Saturday, March 01, 2008

Did The Iraq War Cause Our Recession?

Our current economic downturn is being attributed to many different things. That includes the price of oil, the housing crisis, the sub-prime mortgage fiasco and the ridiculous amount of national and personal debt that we hold in the country. But what about Iraq. We waste billions upon billions over there, that has to account for something....something many Republicans do not want to even accept as a topic for debate. Joseph Stiglitz, a Nobel Prize winning economist, does want to make it an issue. And I am willing to go out on a ledge and say that he can debate any Republican politician willing to argue the other side and it would be a cakewalk for Stiglitz.

From The Australian News:

Professor Stiglitz told the Chatham House think tank in London that the Bush White House was currently estimating the cost of the war at about $US500 billion, but that figure massively understated things such as the medical and welfare costs of US military servicemen.

The war was now the second-most expensive in US history after World War II and the second-longest after Vietnam, he said.

The spending on Iraq was a hidden cause of the current credit crunch because the US central bank responded to the massive financial drain of the war by flooding the American economy with cheap credit.

"The regulators were looking the other way and money was being lent to anybody this side of a life-support system," he said.

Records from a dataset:
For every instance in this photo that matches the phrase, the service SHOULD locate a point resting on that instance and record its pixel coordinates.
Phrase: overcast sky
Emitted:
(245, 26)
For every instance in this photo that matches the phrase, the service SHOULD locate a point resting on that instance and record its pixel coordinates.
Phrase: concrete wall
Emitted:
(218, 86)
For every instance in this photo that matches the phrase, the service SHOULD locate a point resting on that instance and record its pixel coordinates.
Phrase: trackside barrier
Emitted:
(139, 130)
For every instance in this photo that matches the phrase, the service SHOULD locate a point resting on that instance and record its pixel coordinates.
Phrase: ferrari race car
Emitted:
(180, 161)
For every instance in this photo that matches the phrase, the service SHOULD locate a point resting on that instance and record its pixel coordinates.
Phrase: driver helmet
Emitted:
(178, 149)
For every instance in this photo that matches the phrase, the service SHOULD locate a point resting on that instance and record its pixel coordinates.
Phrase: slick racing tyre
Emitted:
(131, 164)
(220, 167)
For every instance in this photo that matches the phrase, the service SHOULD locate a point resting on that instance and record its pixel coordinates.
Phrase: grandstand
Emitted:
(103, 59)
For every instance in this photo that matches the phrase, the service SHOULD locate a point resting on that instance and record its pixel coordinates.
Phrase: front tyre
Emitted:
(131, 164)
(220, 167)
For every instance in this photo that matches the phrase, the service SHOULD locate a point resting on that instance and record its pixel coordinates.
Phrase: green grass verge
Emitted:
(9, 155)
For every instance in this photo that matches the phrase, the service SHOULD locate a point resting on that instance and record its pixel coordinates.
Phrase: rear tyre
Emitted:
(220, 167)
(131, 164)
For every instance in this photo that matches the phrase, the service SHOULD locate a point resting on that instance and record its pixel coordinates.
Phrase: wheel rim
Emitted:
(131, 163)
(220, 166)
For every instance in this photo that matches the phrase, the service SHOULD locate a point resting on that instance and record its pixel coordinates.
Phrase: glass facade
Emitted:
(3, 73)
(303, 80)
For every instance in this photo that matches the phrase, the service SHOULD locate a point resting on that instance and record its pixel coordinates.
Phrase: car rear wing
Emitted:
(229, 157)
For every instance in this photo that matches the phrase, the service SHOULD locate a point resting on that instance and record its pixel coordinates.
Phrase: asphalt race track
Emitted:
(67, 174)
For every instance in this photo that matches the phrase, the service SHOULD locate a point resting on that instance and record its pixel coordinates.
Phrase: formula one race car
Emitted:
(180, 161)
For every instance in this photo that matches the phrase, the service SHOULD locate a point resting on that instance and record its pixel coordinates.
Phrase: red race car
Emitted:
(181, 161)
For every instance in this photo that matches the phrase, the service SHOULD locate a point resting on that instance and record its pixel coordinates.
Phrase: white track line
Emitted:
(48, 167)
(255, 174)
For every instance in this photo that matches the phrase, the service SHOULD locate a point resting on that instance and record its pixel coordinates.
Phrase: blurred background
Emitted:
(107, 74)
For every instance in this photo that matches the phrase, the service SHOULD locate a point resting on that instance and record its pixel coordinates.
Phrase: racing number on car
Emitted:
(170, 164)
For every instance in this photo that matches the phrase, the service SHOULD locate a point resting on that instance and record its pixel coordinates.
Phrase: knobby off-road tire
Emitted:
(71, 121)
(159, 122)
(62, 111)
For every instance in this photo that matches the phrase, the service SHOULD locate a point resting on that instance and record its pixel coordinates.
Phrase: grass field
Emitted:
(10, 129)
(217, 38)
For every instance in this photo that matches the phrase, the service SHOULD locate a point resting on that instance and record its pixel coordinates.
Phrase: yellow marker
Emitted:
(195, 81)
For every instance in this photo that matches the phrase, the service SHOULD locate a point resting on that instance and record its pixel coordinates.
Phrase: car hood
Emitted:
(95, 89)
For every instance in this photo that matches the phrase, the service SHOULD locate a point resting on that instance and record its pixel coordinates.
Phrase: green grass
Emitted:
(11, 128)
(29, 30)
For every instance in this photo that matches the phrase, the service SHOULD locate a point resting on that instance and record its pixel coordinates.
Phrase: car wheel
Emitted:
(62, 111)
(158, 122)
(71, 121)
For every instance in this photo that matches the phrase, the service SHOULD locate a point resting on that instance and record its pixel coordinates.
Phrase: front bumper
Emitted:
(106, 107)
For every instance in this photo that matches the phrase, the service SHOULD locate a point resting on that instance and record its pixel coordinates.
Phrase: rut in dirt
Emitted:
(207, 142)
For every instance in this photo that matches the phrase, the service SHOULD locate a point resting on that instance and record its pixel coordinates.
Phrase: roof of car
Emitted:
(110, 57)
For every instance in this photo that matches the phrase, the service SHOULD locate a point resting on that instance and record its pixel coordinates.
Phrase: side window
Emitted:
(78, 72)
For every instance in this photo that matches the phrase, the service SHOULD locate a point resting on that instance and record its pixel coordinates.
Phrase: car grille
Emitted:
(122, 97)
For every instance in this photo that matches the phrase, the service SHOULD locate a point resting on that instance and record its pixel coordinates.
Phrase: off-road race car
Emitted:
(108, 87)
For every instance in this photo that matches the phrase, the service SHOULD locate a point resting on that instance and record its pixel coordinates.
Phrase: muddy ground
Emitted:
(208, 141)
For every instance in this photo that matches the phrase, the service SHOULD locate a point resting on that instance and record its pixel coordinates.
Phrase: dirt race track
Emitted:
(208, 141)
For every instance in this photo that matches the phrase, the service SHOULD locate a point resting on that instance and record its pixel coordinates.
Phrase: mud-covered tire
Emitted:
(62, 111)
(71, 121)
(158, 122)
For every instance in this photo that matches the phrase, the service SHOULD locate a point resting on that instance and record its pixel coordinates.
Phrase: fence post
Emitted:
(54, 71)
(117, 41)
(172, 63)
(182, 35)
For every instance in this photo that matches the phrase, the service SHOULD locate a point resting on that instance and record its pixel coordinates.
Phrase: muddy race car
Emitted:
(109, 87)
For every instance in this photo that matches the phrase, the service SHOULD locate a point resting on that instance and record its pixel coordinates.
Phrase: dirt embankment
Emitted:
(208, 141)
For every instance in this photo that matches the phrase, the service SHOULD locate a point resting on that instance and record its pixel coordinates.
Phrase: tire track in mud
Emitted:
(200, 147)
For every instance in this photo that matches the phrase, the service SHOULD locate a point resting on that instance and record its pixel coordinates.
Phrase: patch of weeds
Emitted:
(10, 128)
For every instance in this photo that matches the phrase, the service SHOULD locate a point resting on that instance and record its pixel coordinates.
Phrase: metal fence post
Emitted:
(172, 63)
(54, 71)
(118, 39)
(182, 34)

TASKS:
1. Swap "cakewalk" for "breeze" and give the Iraq war and recession post from "Did The Iraq" to "cakewalk for Stiglitz.".
2. Resume the post about the Iraq war and the recession after its last sentence.
Nothing in the listing is needed here.

YOUR WRITTEN ANSWERS:
1.
Did The Iraq War Cause Our Recession?

Our current economic downturn is being attributed to many different things. That includes the price of oil, the housing crisis, the sub-prime mortgage fiasco and the ridiculous amount of national and personal debt that we hold in the country. But what about Iraq. We waste billions upon billions over there, that has to account for something....something many Republicans do not want to even accept as a topic for debate. Joseph Stiglitz, a Nobel Prize winning economist, does want to make it an issue. And I am willing to go out on a ledge and say that he can debate any Republican politician willing to argue the other side and it would be a breeze for Stiglitz.

2.
That led to a housing bubble and a consumption boom, and the fallout was plunging the US economy into recession and saddling the next US president with the biggest budget deficit in history, he said.

Professor Stiglitz, an academic at the Columbia Business School and a former economic adviser to president Bill Clinton, said a further $US500 billion was going to be spent on the fighting in the next two years and that could have been used more effectively to improve the security and quality of life of Americans and the rest of the world.

The money being spent on the war each week would be enough to wipe out illiteracy around the world, he said.

Just a few days' funding would be enough to provide health insurance for US children who were not covered, he said.


Well it doesn't take a Nobel Award winner to tell me that we could have paid to wipe out illiteracy or provide health insurance for underprivileged kids with that blood war money. Maybe he could get through to Bush on this....or perhaps Congress. Too bad the former doesn't care and the latter is too weak to act to help their constituents.